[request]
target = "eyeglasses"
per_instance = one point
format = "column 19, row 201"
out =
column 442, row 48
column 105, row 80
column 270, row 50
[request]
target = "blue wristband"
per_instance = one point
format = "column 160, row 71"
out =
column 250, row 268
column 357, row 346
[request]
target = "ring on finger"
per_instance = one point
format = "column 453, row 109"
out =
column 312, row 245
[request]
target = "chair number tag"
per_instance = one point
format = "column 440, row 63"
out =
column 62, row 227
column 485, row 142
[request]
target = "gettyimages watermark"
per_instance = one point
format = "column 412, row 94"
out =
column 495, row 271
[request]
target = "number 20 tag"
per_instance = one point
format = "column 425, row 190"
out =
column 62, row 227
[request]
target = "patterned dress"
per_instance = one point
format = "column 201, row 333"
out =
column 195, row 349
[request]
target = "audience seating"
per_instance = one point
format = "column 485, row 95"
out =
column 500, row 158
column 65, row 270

Your objective
Reproduce every line of the items above verbatim, keeping their original order.

Response for this exercise
[request]
target = "eyeglasses"
per_instance = one point
format = "column 19, row 201"
out =
column 442, row 48
column 105, row 80
column 270, row 50
[request]
target = "blue wristband"
per_instance = one point
format = "column 160, row 71"
out =
column 250, row 268
column 357, row 346
[request]
target = "ring on finger"
per_instance = one point
format = "column 453, row 109"
out =
column 312, row 245
[request]
target = "chair number tag"
per_instance = one point
format = "column 440, row 63"
out =
column 62, row 227
column 485, row 142
[request]
target = "gettyimages watermark"
per_instance = one point
format = "column 412, row 94"
out =
column 495, row 271
[request]
target = "number 20 tag"
per_instance = one point
format = "column 425, row 190"
out =
column 62, row 227
[request]
target = "patterned dress"
per_instance = one point
format = "column 201, row 333"
out =
column 195, row 349
[request]
target = "audience seating"
per_instance = one point
format = "column 485, row 95"
out =
column 500, row 158
column 65, row 270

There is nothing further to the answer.